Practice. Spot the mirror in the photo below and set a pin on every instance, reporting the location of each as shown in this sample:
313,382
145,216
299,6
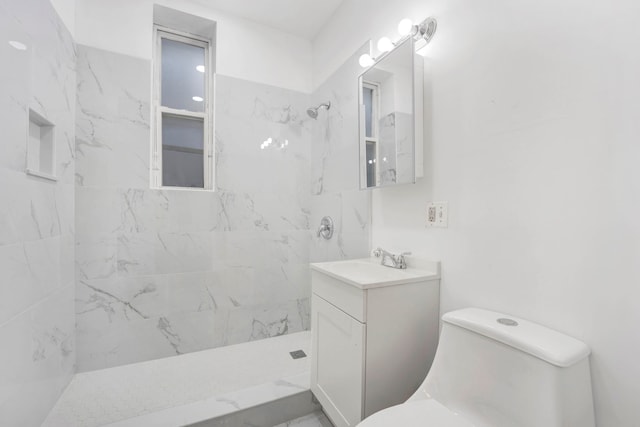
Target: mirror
390,99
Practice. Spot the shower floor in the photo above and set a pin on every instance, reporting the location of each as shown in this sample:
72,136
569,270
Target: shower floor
191,388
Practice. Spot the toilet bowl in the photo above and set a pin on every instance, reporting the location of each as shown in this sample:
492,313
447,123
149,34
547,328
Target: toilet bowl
495,370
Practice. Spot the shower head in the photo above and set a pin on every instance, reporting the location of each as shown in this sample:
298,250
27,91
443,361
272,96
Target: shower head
313,112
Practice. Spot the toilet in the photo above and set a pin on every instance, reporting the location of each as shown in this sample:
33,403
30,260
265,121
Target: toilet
495,370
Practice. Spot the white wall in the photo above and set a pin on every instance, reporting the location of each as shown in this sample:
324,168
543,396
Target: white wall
532,128
245,49
66,10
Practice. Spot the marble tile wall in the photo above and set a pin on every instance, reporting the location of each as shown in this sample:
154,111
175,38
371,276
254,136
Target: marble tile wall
335,176
37,355
165,272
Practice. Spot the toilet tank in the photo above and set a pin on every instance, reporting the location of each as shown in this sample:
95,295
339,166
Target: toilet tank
496,370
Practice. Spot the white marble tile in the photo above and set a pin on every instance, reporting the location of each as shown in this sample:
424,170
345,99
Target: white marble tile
249,114
96,211
29,210
36,215
163,253
112,122
96,256
29,271
14,97
39,360
250,323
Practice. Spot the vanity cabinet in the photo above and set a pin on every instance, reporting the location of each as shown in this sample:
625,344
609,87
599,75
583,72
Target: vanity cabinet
374,335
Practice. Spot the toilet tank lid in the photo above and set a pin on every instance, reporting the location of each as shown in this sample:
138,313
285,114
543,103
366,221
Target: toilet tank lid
539,341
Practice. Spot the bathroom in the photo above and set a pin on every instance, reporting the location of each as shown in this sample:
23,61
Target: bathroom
530,127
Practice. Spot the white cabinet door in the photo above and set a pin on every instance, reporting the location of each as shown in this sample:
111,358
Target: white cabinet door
338,363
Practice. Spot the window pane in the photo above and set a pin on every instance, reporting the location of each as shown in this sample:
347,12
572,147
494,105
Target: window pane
371,164
182,151
183,82
368,110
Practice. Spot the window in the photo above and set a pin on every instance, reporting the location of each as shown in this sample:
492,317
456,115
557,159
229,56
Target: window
370,97
182,154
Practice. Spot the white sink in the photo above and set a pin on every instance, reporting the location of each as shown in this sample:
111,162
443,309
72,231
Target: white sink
367,273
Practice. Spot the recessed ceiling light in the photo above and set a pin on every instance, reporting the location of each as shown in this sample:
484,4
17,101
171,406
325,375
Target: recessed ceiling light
17,45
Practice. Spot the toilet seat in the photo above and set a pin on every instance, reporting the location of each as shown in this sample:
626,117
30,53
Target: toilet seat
417,413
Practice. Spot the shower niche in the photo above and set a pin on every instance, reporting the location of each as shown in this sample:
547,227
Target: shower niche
41,147
390,118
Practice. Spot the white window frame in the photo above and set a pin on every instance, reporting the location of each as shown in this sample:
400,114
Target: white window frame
375,119
158,109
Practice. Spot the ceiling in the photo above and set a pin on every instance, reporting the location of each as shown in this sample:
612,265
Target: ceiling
304,18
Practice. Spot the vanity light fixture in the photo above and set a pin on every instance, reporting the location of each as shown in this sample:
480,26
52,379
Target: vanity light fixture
422,34
405,27
385,44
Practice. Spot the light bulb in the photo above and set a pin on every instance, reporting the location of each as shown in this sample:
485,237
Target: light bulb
384,44
366,60
405,26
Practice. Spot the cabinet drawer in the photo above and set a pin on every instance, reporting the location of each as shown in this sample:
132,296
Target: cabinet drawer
347,298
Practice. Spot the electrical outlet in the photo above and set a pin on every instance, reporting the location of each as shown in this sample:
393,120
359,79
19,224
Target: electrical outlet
438,214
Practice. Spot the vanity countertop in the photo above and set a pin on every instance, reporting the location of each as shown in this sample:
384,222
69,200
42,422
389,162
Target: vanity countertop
367,273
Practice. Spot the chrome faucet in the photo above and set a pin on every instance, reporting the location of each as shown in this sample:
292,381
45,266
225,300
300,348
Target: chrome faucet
397,261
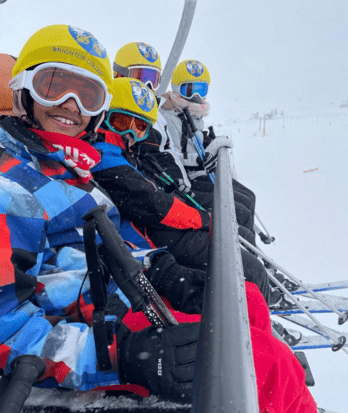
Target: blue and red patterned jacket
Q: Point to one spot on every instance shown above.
(42, 261)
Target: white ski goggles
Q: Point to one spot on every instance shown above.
(51, 84)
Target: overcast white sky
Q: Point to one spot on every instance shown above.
(255, 49)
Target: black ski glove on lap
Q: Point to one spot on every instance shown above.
(161, 359)
(182, 286)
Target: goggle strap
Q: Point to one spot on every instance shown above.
(121, 70)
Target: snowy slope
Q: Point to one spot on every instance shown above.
(305, 211)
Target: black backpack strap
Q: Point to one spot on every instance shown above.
(184, 134)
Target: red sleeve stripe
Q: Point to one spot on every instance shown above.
(181, 216)
(57, 370)
(114, 138)
(7, 275)
(7, 162)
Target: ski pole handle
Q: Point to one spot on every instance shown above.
(25, 371)
(211, 133)
(197, 141)
(127, 271)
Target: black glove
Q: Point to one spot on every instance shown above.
(182, 286)
(210, 160)
(161, 359)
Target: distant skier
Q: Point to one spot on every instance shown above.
(190, 85)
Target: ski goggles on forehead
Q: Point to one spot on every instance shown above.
(147, 75)
(51, 84)
(188, 90)
(123, 122)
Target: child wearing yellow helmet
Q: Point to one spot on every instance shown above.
(56, 63)
(6, 65)
(140, 61)
(61, 86)
(133, 109)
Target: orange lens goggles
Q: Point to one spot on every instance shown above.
(123, 122)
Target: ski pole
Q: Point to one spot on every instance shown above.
(266, 238)
(25, 371)
(167, 179)
(337, 343)
(127, 271)
(343, 316)
(197, 141)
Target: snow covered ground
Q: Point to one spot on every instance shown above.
(305, 211)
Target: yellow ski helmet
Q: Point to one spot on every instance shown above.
(64, 44)
(133, 96)
(190, 71)
(135, 54)
(6, 100)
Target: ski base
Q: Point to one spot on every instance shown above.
(69, 401)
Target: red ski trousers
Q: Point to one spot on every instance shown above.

Directions for this task: Each line of the data above containing the string "yellow" is to be copied.

Answer area:
Target: child wearing yellow helmet
Target: yellow ski helmet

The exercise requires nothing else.